Directive: Reproduce word for word the lines of the items below, from the line that contains "Task: annotate every instance of the panda's muzzle" through the last line of the items, including both of those lines.

Data records:
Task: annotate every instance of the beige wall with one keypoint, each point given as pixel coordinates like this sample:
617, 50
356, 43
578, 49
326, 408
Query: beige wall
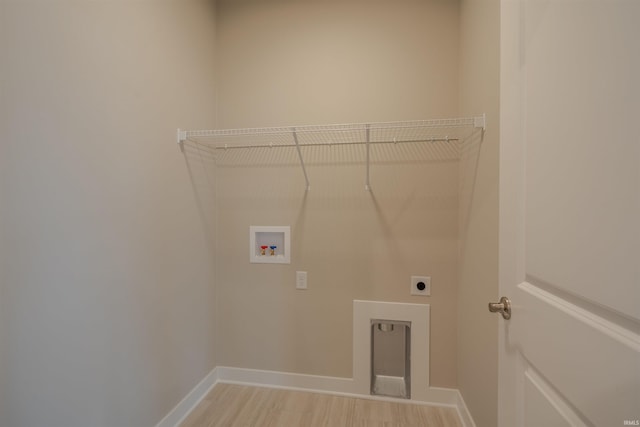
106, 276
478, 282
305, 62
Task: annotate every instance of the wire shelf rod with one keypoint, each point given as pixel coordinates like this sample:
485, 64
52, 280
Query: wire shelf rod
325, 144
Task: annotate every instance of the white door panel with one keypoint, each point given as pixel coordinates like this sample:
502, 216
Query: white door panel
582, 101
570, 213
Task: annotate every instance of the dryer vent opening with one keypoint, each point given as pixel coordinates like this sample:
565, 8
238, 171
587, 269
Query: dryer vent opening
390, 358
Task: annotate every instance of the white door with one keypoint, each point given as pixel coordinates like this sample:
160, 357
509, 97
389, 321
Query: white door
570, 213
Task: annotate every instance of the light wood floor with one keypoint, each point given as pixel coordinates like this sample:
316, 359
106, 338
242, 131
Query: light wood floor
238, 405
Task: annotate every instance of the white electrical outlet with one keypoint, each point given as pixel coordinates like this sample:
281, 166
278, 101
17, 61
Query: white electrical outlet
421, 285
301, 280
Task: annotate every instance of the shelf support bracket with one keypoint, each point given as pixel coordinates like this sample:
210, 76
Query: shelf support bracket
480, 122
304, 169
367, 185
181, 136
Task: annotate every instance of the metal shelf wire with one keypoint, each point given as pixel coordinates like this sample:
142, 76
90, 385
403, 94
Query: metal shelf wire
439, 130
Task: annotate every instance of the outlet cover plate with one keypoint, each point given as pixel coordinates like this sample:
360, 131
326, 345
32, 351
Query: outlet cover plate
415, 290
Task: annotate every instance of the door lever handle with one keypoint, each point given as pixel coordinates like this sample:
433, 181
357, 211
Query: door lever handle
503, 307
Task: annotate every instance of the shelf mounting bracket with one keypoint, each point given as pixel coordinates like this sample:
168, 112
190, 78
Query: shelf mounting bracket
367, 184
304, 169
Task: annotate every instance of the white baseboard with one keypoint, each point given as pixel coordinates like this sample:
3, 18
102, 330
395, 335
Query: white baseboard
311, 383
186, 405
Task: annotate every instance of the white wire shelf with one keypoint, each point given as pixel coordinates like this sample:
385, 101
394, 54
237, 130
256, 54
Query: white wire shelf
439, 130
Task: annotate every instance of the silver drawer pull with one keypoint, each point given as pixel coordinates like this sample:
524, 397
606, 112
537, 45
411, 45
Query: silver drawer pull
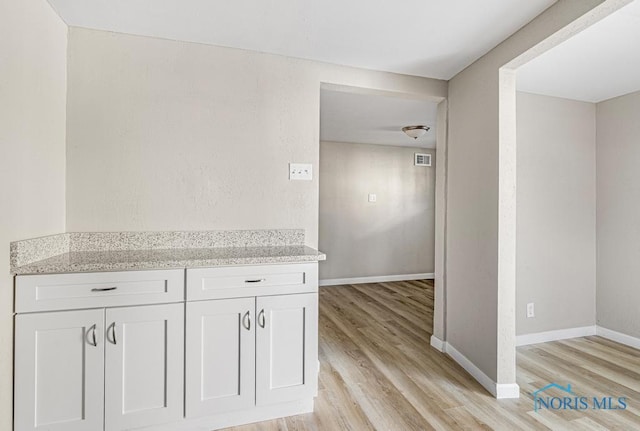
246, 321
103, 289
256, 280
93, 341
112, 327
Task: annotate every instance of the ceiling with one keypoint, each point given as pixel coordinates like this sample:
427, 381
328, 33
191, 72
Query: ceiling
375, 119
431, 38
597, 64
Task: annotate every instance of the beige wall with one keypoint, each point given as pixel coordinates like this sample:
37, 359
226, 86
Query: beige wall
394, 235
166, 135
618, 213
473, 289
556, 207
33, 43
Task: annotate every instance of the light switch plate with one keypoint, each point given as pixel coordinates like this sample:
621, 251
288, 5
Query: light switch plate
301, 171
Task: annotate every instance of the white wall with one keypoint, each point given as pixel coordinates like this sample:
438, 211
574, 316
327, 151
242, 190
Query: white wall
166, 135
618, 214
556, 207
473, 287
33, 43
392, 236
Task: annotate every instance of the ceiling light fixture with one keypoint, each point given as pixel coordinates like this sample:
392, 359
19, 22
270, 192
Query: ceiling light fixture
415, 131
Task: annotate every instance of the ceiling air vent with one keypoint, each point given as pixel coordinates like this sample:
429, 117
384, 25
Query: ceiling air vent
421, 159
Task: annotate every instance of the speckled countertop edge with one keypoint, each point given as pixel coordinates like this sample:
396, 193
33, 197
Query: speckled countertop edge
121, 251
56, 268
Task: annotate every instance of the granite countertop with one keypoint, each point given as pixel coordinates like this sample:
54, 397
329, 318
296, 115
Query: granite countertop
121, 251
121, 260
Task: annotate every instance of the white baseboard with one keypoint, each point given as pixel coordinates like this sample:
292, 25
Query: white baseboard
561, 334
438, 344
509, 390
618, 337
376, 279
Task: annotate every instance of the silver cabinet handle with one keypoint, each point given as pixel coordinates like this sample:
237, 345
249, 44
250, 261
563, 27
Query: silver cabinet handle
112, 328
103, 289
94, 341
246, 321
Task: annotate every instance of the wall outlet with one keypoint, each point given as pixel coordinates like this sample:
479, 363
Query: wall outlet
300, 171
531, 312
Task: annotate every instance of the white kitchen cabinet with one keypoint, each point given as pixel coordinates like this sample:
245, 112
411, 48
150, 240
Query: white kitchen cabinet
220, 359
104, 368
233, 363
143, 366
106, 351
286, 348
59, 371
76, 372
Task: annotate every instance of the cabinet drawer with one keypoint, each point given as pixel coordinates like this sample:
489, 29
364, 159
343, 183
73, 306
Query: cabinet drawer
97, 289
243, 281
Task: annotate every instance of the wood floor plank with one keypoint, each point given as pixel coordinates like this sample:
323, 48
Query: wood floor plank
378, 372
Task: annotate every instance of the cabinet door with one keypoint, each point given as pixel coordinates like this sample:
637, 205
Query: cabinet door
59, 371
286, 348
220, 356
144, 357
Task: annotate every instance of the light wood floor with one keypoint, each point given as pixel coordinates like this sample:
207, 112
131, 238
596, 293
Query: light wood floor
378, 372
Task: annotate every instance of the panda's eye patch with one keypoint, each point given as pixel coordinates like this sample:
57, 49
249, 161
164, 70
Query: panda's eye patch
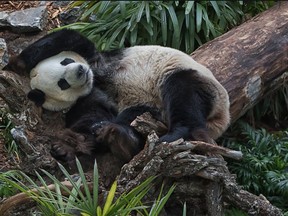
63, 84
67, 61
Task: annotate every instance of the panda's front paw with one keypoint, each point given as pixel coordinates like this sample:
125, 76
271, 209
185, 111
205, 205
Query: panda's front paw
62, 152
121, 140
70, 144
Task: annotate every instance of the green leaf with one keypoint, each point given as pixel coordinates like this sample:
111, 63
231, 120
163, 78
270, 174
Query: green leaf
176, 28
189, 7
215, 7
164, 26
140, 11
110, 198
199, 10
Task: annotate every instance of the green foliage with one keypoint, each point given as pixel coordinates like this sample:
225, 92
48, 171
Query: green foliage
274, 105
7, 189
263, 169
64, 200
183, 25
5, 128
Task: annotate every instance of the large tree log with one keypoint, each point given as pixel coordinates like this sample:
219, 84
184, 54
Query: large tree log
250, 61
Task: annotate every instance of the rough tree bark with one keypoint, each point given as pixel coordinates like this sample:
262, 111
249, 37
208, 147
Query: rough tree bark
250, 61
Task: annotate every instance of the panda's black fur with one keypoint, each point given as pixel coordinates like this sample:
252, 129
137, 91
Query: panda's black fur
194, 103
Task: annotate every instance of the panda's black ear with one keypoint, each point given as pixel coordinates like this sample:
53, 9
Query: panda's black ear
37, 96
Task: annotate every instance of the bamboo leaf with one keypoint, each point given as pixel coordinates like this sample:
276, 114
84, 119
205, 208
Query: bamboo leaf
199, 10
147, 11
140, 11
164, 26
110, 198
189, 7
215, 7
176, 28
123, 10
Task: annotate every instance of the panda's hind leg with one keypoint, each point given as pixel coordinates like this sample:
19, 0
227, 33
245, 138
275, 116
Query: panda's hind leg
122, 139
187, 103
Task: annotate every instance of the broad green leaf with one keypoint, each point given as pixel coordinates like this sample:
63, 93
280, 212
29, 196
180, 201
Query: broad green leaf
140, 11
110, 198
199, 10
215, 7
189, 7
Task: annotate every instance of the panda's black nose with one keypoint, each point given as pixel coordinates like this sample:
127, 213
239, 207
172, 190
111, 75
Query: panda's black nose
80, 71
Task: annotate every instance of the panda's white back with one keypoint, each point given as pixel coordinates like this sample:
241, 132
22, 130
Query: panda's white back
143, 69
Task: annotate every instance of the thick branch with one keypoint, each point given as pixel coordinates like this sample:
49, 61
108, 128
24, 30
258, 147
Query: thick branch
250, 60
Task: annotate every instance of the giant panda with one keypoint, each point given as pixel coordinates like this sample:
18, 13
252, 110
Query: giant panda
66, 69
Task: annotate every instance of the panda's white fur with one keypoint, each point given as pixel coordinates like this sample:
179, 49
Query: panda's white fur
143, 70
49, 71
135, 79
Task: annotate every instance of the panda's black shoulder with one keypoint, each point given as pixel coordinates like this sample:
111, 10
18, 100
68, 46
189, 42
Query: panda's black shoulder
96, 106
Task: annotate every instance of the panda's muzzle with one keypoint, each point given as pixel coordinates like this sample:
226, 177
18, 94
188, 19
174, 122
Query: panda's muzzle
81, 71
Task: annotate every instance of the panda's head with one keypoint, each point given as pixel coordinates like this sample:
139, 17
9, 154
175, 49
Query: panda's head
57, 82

Response to the exercise:
Task: annotate every instance of the panda's muzzle with one keypoint, each point given as pixel coordinates like this sample:
226, 177
18, 94
188, 19
174, 122
Query: panda's muzzle
81, 71
Task: annotate every instance of the panda's head with one keypoint, each point given as pixel coordinates like this sample:
139, 17
9, 154
175, 49
Query: panda's head
57, 82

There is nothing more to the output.